# Deploying ML with Flask

In this walkthrough, we are going to deploy our first machine learning model using `Flask`. For now, we will work locally using our own environments. This activity will also help us to practice a creation of pipelines.

## Part 1: Model Creation

Import packages

In [238]:
# common
import pandas as pd
from sklearn.datasets import load_wine

# pipeline and hyperparameter tuning
from sklearn.model_selection import GridSearchCV
from sklearn.pipeline import Pipeline, FeatureUnion

# preprocessing
from sklearn.preprocessing import StandardScaler
from sklearn.decomposition import PCA
from sklearn.feature_selection import SelectKBest

# model
from sklearn.ensemble import RandomForestClassifier

# model persistence
import pickle

Load dataset

In [239]:
data = load_wine()
x = pd.DataFrame(data.data)
x.columns = data.feature_names
y = data.target

In [240]:
x.head()

Unnamed: 0,alcohol,malic_acid,ash,alcalinity_of_ash,magnesium,total_phenols,flavanoids,nonflavanoid_phenols,proanthocyanins,color_intensity,hue,od280/od315_of_diluted_wines,proline
0,14.23,1.71,2.43,15.6,127.0,2.8,3.06,0.28,2.29,5.64,1.04,3.92,1065.0
1,13.2,1.78,2.14,11.2,100.0,2.65,2.76,0.26,1.28,4.38,1.05,3.4,1050.0
2,13.16,2.36,2.67,18.6,101.0,2.8,3.24,0.3,2.81,5.68,1.03,3.17,1185.0
3,14.37,1.95,2.5,16.8,113.0,3.85,3.49,0.24,2.18,7.8,0.86,3.45,1480.0
4,13.24,2.59,2.87,21.0,118.0,2.8,2.69,0.39,1.82,4.32,1.04,2.93,735.0


During model creation, we will work on the following:
- filter columns for `PCA`
- scaling
- `PCA`
- `SelectKBest`
- `RandomForestClassifier`
- pipeline

### Filter Columns

First, create a class to keep only features we want in our pipeline. We don't want to run PCA on all features. The class can be placed in the pipelines so long as they have the following methods:

- `.fit()`
- `.transform()`
- `.fit_transform()`

#### `RowFeats()`

In [241]:
# class must be pipeline ready
class RowFeats():
    def __init__(self, feats):
        self.feats = feats
    
    def fit(self, x, y=None):
        pass
    
    def transform(self, x, y=None):
        return x[self.feats]
    
    def fit_transform(self, x, y=None):
        self.fit(x)
        return self.transform(x)

In [242]:
# features we want to keep for PCA
feats = ['alcohol',
         'malic_acid',
         'ash',
         'alcalinity_of_ash',
         'magnesium',
         'total_phenols',
         'flavanoids',
         'nonflavanoid_phenols']

# creating class object with features to keep
row_feats = RowFeats(feats)

- _Input for this task_:
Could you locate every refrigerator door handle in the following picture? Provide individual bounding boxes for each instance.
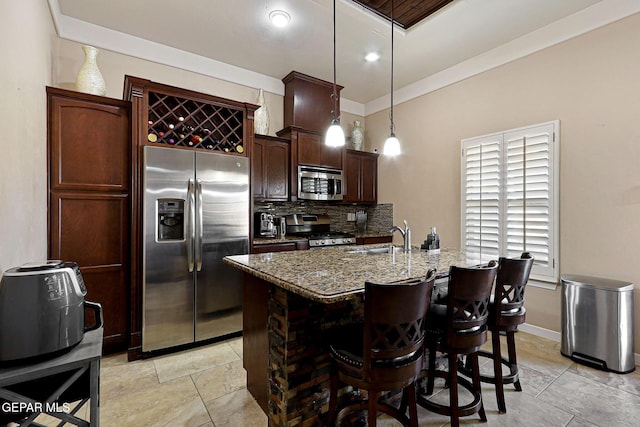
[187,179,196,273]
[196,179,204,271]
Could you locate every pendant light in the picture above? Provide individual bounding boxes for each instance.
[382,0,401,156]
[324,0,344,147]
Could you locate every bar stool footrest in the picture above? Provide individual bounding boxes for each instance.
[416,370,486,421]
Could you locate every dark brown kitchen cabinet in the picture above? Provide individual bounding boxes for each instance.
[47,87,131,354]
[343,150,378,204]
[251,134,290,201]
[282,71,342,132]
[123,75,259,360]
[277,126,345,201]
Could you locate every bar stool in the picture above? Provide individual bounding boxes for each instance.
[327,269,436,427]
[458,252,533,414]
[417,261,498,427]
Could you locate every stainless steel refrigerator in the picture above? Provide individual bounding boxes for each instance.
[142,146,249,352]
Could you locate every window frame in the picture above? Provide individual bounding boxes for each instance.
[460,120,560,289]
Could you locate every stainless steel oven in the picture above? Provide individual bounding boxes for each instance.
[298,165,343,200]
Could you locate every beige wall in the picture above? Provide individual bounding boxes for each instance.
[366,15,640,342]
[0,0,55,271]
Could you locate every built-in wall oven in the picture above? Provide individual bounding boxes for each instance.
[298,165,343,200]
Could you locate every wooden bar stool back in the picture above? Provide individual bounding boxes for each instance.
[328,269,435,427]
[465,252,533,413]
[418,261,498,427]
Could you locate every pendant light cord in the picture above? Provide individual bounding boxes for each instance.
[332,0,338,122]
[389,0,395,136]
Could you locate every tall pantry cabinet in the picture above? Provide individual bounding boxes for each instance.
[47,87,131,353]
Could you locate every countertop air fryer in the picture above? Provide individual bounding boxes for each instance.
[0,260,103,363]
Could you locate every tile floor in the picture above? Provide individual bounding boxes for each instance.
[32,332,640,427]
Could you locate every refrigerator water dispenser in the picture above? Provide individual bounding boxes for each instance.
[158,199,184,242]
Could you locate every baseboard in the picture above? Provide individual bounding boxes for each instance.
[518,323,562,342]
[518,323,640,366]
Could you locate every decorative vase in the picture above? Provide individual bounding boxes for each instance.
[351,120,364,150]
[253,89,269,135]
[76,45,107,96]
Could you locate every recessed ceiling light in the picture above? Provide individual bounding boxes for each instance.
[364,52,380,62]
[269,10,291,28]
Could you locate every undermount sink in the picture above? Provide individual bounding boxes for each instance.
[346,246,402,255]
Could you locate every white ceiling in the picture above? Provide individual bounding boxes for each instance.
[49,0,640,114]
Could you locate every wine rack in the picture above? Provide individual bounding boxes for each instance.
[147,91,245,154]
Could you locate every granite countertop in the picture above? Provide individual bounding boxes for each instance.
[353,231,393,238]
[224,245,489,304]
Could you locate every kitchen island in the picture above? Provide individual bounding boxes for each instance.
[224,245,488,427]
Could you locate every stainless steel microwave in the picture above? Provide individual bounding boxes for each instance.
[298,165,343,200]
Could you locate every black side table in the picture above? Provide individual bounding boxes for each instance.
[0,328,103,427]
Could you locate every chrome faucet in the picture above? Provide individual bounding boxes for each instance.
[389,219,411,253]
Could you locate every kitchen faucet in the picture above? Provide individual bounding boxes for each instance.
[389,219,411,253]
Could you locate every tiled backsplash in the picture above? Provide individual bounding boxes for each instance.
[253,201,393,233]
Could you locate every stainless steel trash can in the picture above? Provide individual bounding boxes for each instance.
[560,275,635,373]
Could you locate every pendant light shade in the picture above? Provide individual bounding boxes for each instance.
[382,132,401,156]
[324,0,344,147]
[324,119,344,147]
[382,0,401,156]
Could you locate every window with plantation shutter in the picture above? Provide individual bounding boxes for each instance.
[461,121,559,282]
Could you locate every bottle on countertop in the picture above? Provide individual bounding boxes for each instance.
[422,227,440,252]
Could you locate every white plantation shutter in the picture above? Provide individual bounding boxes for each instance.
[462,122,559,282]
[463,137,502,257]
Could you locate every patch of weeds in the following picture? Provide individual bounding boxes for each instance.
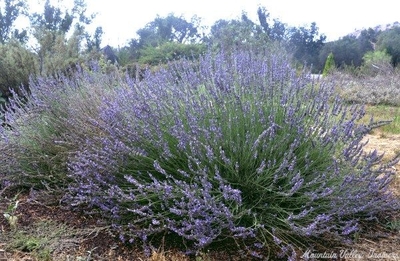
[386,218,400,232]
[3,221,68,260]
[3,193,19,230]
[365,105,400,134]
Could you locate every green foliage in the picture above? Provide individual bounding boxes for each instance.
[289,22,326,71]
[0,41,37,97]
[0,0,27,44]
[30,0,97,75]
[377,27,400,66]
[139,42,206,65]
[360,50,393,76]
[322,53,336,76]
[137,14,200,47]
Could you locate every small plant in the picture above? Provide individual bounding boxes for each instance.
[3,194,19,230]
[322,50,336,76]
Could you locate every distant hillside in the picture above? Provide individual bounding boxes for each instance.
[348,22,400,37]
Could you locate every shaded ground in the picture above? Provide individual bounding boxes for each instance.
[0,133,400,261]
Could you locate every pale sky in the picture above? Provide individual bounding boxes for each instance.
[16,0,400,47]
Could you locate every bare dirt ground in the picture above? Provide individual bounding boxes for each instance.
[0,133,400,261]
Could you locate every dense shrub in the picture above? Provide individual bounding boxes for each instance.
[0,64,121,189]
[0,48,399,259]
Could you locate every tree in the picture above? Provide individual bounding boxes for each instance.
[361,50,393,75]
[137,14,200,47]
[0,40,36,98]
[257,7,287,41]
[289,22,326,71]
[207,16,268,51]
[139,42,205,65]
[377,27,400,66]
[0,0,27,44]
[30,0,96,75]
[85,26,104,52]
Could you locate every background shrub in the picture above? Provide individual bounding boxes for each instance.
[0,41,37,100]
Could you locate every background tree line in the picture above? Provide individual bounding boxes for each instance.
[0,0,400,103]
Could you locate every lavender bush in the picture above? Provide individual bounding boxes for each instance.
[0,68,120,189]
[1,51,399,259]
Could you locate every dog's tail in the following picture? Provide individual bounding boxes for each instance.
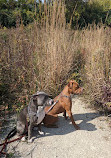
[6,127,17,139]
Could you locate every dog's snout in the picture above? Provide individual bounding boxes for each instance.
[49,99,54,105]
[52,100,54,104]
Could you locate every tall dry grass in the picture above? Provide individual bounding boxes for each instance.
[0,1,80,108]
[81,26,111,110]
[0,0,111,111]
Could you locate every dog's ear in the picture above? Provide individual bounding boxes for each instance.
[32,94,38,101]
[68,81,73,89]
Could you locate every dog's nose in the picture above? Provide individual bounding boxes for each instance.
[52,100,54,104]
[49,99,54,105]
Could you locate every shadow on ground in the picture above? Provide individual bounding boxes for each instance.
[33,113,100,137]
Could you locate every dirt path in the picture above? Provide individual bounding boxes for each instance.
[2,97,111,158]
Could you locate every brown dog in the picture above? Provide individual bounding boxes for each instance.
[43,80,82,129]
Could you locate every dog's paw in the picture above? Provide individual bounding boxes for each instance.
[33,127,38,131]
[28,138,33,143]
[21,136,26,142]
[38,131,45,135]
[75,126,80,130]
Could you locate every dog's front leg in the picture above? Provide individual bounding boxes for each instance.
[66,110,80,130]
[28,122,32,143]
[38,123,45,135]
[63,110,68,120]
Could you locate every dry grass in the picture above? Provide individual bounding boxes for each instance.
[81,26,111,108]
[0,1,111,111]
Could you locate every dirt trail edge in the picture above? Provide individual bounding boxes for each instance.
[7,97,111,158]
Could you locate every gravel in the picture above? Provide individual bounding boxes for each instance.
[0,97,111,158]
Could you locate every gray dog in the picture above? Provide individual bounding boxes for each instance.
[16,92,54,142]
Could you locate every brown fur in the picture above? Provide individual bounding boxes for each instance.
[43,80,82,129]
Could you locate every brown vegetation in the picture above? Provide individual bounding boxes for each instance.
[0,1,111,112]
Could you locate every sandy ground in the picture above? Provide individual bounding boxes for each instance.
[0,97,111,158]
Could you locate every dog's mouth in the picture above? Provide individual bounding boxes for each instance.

* * *

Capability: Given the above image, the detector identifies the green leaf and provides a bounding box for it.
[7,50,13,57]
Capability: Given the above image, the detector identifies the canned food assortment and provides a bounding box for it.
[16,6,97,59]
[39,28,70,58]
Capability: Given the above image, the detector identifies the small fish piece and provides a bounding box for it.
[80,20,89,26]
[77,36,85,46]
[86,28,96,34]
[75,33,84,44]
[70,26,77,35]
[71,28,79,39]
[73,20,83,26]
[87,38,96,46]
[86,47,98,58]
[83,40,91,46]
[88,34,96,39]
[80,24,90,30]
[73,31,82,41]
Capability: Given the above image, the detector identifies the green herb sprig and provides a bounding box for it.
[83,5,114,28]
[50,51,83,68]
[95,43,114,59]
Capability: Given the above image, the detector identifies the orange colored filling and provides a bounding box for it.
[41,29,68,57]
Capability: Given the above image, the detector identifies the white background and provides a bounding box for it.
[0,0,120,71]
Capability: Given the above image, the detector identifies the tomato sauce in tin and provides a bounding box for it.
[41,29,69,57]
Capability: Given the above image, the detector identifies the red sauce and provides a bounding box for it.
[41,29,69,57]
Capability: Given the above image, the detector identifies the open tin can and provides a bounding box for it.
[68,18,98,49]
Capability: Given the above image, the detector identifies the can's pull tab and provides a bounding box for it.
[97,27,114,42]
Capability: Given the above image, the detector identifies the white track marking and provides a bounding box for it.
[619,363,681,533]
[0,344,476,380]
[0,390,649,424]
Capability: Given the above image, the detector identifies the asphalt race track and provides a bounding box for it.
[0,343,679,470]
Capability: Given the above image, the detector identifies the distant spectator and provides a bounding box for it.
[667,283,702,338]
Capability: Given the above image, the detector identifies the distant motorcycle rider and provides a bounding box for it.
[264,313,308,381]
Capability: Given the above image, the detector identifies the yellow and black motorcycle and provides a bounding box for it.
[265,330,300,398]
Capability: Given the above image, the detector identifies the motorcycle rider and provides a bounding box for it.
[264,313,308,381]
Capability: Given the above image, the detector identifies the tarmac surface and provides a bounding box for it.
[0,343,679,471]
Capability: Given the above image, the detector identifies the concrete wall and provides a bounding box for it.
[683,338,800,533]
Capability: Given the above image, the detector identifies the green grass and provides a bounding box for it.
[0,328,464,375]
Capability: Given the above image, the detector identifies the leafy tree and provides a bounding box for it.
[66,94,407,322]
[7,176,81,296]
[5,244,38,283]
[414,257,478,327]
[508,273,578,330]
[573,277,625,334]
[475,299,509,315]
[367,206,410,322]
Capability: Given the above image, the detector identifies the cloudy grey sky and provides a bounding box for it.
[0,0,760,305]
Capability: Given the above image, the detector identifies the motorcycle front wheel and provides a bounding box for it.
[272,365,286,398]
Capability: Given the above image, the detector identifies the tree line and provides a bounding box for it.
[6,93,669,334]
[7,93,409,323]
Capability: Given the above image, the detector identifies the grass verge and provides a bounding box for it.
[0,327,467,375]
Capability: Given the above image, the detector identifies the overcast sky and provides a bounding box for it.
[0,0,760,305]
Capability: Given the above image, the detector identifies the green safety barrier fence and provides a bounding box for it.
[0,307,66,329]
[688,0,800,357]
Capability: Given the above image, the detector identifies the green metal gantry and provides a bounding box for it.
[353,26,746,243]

==

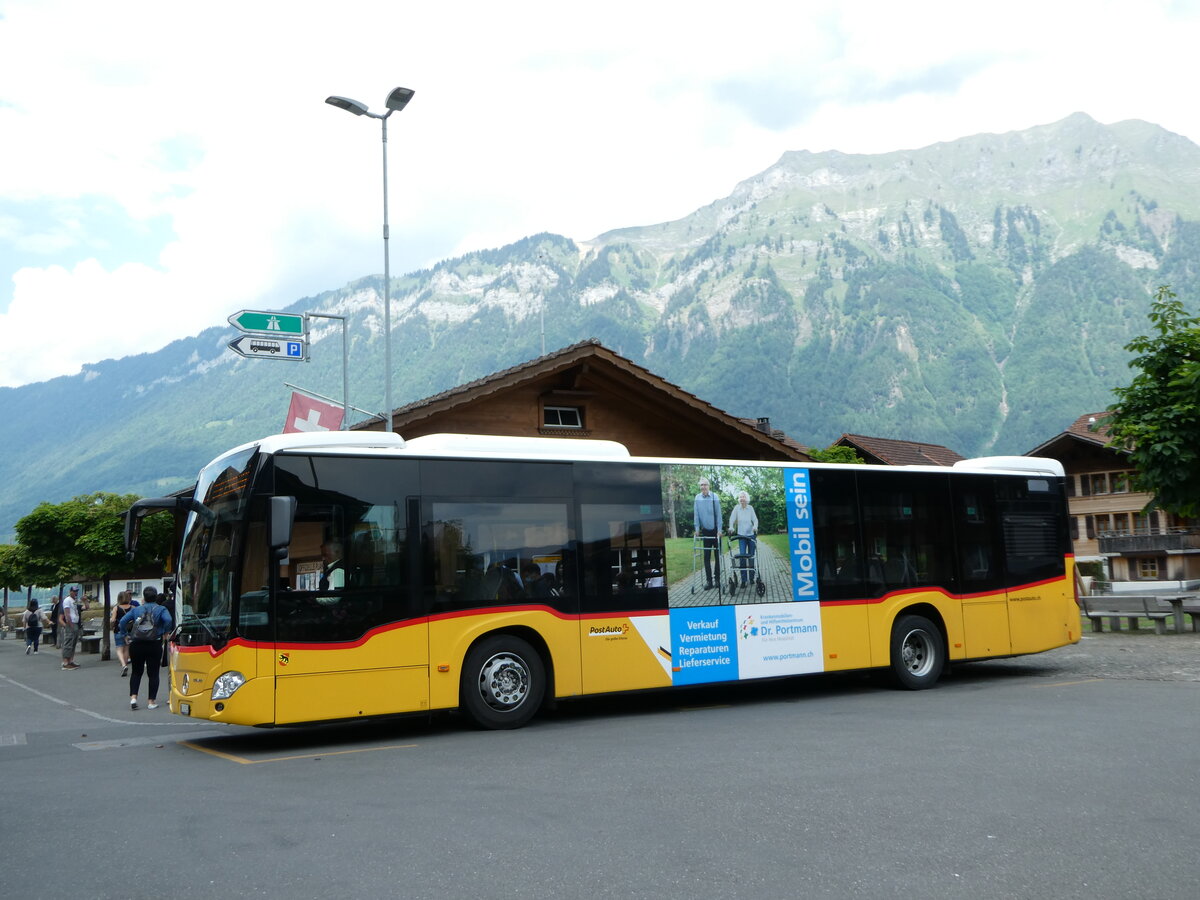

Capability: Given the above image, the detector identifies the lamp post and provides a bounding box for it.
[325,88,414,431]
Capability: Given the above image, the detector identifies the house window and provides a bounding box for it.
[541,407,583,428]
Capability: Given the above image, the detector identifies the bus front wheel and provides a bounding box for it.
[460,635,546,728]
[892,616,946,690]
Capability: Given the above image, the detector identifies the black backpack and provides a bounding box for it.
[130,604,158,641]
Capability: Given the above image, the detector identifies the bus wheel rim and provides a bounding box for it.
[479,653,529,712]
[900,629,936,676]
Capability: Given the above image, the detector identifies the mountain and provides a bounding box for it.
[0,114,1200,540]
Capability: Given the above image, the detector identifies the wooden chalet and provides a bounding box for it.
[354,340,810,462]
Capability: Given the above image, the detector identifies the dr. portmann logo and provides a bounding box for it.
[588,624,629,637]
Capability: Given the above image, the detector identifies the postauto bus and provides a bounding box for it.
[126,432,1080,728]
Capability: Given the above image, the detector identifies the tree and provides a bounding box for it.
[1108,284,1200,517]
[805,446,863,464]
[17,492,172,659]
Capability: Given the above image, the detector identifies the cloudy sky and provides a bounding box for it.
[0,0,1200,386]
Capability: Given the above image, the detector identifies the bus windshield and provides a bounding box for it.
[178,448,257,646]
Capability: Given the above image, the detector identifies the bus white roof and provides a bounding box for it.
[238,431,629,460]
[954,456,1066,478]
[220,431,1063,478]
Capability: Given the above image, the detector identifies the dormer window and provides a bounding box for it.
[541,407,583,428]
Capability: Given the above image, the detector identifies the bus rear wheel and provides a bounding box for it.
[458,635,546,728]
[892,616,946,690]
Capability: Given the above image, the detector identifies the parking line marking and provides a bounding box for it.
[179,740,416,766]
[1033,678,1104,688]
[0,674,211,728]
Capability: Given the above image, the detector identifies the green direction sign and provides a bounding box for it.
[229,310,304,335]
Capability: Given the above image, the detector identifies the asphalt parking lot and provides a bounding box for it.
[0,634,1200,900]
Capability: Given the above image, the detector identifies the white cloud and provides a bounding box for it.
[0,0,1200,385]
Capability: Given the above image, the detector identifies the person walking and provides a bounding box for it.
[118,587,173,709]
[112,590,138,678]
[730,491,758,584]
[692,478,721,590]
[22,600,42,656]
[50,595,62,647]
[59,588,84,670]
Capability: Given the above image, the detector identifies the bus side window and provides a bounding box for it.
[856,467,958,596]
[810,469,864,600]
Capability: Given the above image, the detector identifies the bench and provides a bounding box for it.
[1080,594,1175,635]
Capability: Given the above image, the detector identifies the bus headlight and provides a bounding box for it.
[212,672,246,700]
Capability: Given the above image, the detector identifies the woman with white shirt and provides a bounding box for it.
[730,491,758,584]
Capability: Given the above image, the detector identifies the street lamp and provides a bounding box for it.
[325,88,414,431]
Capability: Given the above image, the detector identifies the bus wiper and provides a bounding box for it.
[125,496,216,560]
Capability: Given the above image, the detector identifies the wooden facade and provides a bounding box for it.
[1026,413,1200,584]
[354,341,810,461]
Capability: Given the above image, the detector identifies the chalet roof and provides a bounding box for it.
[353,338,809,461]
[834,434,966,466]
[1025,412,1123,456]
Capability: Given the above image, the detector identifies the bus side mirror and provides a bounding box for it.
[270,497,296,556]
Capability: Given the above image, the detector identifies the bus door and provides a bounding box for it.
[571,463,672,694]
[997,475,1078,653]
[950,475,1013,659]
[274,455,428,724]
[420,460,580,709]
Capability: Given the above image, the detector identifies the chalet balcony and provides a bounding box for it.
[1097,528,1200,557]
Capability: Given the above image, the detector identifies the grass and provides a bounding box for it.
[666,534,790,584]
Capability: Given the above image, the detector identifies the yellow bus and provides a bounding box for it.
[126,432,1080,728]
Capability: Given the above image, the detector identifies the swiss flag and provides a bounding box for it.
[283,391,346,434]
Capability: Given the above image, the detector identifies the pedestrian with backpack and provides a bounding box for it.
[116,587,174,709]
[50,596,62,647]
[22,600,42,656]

- _Problem 1_: Pull out every line of the rows that contains the word "plantation". Case counts.
- _Problem 2_: Write the next part of the Flask deployment walkthrough, starting right after its final line.

- _Expected output 1_:
Could you locate every window with plantation shutter in the picture above? Provide individual bounding boxes for each instance.
Could you locate every white plantation shutter in the picture above? Provide individual bounding boxes for each instance.

- _Expected output 2_:
### Scaling and PCA

In [243]:
scaler = StandardScaler()
pca = PCA(n_components=2)

### SelectKBest

In [244]:
kbest = SelectKBest(k=4)

### Random Forest

In [245]:
rf = RandomForestClassifier()

### Build the Pipeline

We will apply two different feature extraction/reduction techniques...

- `PCA`
- `SelectKBest`

... and combine with them `FeatureUnion`. The small difference is that we will only use a sample of features for `PCA`.

In [246]:
pca_pipeline = Pipeline([
    ('rowFeats', row_feats),
    ('scaler', scaler),
    ('pca', pca)
])

kbest_pipeline = Pipeline([
    ('kBest', kbest)
])

In [247]:
all_features = FeatureUnion([
    ('pcaPipeline', pca_pipeline),
    ('kBestPipeline', kbest_pipeline)
])

Now create the **main** pipeline, which ends with the model.

In [248]:
main_pipeline = Pipeline([
    ('features', all_features),
    ('rf', rf)
])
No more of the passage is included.